◆ AIM
Add 84 to each coordinate in the answer points, and write out everything in the listing from its first line down to the line containing "point(70, 78)", with the request lines kept in place. Leave the numbers in the request lines and their format samples unchanged.

◆ DATA PROVIDED
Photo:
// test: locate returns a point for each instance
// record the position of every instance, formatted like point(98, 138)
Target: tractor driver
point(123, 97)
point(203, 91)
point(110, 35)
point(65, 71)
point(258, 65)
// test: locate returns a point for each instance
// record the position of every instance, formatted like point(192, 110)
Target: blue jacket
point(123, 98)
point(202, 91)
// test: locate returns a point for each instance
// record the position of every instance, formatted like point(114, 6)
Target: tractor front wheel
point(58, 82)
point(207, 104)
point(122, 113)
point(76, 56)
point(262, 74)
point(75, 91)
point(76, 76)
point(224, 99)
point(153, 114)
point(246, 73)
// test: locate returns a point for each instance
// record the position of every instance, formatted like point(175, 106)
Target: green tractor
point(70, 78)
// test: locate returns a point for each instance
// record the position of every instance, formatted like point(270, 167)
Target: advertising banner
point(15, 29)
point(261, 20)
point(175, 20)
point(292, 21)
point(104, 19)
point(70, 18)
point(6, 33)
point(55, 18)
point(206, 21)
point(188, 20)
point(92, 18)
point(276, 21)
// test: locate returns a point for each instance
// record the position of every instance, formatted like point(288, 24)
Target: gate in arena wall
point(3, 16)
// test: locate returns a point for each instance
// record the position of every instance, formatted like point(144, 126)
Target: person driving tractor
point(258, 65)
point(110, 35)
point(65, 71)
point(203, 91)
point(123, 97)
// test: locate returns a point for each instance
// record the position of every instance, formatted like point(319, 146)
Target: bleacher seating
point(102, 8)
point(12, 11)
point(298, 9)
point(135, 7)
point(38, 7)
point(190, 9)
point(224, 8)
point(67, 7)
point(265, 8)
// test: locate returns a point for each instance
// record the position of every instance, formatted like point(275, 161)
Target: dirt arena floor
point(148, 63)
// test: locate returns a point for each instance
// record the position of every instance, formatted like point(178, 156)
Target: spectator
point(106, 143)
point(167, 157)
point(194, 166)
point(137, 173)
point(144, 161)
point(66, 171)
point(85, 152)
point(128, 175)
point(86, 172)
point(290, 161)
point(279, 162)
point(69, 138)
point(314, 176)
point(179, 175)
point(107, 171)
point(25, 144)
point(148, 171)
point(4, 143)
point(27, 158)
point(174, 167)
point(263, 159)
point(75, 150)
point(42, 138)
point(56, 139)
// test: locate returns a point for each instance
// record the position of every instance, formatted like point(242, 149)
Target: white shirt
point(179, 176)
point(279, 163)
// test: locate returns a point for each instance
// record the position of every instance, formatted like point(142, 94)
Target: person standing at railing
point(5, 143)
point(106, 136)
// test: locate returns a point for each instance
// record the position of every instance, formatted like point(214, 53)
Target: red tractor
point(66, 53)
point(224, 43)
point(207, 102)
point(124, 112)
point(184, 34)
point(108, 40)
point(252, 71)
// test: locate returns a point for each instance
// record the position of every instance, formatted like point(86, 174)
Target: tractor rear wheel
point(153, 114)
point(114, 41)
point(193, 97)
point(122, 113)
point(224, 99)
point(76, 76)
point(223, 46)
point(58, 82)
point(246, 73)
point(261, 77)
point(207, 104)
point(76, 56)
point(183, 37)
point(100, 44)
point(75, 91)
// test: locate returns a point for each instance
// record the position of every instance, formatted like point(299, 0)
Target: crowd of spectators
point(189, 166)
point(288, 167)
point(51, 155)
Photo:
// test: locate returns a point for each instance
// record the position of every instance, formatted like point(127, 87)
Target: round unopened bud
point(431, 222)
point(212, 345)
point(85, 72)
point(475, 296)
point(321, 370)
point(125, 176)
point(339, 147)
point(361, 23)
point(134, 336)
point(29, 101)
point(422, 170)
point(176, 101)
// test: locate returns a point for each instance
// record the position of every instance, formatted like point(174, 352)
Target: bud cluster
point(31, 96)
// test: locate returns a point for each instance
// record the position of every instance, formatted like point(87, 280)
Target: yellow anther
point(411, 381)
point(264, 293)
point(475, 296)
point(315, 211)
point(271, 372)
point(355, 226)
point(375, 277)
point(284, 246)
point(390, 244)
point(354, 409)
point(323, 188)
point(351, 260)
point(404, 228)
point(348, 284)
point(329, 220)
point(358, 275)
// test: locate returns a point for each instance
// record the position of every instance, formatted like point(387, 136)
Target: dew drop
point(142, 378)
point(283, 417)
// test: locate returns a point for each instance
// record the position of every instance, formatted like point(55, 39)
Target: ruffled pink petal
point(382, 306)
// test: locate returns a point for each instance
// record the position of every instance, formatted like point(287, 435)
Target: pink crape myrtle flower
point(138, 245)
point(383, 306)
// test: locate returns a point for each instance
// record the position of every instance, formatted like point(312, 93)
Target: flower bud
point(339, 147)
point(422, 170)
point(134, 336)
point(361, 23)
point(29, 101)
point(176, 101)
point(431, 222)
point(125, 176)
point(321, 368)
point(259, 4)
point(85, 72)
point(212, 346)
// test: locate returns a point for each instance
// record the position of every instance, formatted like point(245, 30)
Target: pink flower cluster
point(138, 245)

◆ WRITTEN RESPONSE
Photo:
// test: locate returns a point for each instance
// record the position of every instance, formatted like point(98, 138)
Target: tractor driver
point(207, 181)
point(287, 175)
point(194, 119)
point(149, 155)
point(342, 149)
// test: locate returns a point for each instance
// record the position of every instance, formatted like point(192, 110)
Target: blue jacket
point(207, 182)
point(286, 175)
// test: locate returns a point for each instance
// record the position of every instance, formatted like point(114, 6)
Target: tractor front wheel
point(142, 166)
point(291, 188)
point(206, 197)
point(160, 140)
point(346, 158)
point(159, 175)
point(160, 160)
point(308, 183)
point(237, 198)
point(330, 157)
// test: locate returns a point for each instance
// record the position of every instance, formatted like point(175, 106)
Target: green tractor
point(154, 162)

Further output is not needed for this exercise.